*Provided entries*:
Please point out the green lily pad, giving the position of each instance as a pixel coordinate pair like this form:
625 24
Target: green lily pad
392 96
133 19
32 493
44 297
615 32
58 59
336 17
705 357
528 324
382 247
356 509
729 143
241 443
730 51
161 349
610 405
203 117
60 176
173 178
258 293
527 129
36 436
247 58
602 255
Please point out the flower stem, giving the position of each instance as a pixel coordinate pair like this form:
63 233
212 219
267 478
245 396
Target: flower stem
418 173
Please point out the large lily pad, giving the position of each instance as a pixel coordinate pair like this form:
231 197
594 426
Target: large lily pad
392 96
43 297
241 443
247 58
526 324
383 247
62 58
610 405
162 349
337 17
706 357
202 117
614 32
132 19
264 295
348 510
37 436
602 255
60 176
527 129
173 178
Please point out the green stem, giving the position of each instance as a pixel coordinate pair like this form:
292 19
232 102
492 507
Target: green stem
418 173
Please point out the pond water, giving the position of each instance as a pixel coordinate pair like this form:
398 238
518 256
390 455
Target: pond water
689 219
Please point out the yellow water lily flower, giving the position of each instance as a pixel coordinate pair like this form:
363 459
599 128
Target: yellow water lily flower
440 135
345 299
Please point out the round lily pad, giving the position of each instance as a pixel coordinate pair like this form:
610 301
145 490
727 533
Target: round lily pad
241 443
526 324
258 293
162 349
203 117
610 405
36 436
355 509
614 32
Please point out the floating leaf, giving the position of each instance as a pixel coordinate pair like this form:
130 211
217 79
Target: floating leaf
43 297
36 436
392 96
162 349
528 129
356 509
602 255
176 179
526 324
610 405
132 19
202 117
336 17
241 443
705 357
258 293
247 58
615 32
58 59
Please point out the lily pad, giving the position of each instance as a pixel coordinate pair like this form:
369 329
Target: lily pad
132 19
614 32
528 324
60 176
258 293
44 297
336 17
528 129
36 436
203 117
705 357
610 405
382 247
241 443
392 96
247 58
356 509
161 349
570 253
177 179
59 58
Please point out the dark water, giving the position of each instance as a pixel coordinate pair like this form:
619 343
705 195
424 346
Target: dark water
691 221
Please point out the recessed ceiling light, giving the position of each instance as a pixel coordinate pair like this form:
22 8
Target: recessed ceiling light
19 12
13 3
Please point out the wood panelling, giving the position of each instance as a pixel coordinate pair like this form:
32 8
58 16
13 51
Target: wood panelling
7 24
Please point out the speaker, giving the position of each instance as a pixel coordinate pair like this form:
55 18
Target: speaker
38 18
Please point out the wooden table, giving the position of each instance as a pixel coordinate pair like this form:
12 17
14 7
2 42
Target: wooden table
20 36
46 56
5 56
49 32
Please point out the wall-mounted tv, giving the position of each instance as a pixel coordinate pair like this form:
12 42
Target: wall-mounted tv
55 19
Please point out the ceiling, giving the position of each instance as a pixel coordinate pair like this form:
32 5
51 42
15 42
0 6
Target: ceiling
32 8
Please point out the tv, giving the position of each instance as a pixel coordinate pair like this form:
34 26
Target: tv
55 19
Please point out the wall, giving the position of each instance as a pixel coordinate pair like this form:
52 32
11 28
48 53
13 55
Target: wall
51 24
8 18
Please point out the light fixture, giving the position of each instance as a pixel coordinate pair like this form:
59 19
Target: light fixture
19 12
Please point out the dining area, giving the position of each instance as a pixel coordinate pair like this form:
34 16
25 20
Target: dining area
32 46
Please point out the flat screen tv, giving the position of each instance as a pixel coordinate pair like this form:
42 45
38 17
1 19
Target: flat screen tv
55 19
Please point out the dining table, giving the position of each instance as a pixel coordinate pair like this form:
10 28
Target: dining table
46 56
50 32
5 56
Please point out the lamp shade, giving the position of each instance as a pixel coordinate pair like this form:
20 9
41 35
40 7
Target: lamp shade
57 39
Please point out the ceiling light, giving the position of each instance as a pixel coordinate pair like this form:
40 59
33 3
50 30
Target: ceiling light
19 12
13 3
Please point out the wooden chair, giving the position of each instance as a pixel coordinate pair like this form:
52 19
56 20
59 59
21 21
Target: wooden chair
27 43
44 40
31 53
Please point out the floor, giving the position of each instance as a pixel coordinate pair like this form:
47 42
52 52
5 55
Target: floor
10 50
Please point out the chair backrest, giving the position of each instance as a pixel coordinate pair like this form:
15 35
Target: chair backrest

*Your objective*: Scan the listing for "backrest" and copy out each line that has it.

*Result of this exercise*:
Please point out the chair backrest, giving the position of each instance as a pixel coordinate pair like this form:
Target: chair backrest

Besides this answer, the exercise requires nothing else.